> [Task directions]:
Copy out every line below that contains the word "instance".

> [Data listing]:

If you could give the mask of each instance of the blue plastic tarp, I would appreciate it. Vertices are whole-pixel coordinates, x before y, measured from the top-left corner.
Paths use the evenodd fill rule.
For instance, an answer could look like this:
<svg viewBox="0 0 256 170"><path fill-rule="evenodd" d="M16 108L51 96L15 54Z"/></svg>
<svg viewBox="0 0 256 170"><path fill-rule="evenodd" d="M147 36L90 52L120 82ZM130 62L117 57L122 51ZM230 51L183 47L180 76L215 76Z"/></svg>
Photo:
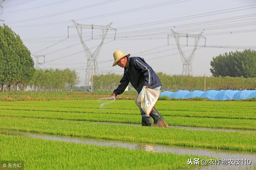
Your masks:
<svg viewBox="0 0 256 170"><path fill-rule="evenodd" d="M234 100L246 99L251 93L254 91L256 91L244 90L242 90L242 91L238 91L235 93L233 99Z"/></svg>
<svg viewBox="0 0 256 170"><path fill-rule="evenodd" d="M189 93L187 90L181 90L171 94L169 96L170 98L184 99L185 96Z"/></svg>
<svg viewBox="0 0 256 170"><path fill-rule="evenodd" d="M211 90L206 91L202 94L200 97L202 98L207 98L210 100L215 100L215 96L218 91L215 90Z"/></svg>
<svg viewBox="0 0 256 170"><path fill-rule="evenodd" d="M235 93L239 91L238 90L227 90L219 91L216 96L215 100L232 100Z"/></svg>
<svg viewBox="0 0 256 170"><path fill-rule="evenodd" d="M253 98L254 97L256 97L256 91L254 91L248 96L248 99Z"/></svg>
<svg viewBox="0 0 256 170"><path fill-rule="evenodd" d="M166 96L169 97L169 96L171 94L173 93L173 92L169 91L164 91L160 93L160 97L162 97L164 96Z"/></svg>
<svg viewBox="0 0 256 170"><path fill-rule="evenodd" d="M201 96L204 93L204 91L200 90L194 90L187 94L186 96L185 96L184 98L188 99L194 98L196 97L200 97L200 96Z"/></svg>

> [Written answer]:
If you could give the mask of each instance of the blue plastic tarp, I would appreciate it. Vertices are whole-pixel coordinates, x before y, measured from the top-left corner.
For instance, an answer could look like this:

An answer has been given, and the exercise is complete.